• _Stored items from a collection_
▼▼▼

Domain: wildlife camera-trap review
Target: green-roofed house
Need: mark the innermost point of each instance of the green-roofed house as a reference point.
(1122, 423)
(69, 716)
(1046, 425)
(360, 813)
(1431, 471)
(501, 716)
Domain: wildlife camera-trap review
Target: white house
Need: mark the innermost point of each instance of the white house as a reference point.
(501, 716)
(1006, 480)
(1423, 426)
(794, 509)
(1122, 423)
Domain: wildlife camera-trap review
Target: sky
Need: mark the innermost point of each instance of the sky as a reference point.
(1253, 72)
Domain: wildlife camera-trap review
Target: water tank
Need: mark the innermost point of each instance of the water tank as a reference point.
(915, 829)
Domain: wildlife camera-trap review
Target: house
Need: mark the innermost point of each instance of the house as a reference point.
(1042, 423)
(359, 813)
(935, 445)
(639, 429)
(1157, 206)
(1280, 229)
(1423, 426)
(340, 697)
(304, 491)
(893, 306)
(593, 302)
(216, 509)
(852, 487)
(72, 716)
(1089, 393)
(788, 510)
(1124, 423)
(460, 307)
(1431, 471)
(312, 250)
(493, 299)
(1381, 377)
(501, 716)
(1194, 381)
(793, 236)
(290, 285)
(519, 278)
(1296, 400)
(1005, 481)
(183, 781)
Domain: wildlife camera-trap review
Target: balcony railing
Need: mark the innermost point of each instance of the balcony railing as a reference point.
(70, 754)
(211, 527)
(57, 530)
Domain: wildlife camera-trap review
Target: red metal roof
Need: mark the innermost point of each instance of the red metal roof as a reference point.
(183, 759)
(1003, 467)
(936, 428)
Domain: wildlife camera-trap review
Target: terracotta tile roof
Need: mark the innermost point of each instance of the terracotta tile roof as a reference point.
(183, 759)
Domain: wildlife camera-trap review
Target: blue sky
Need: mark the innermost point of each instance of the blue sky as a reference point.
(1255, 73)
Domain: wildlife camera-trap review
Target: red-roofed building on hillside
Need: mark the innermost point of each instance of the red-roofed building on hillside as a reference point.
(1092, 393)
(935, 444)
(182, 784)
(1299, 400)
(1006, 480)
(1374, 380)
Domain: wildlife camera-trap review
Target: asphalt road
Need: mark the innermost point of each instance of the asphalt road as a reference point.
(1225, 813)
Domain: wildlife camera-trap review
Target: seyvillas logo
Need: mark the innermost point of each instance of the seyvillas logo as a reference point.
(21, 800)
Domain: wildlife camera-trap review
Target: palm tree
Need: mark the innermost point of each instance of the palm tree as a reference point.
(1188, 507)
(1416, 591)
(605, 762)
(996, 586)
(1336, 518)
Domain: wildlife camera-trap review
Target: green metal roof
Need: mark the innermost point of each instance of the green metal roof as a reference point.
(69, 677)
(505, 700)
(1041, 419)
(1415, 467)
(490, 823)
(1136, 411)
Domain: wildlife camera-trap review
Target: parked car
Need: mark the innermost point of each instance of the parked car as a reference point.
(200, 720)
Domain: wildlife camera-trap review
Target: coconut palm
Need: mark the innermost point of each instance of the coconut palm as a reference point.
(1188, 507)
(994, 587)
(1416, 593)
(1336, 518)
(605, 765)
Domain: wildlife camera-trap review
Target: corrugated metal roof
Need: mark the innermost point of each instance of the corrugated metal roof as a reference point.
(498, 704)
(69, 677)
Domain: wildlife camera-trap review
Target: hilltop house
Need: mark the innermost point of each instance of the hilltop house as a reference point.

▲▲▲

• _DIRECTIONS FOR THIS TASK_
From the records above, repeat exactly the lines from the one with "Target: sky" through the one with "Target: house", both included.

• _EXERCISE SOLUTION_
Target: sky
Need: mark the innermost point of each instance of the sky as a reference point.
(1253, 72)
Domain: wildlife camera-trap review
Target: water tank
Need: mark the innermost point of each instance of the water tank as a reference point.
(915, 829)
Domain: wildlife camera-trap review
Target: house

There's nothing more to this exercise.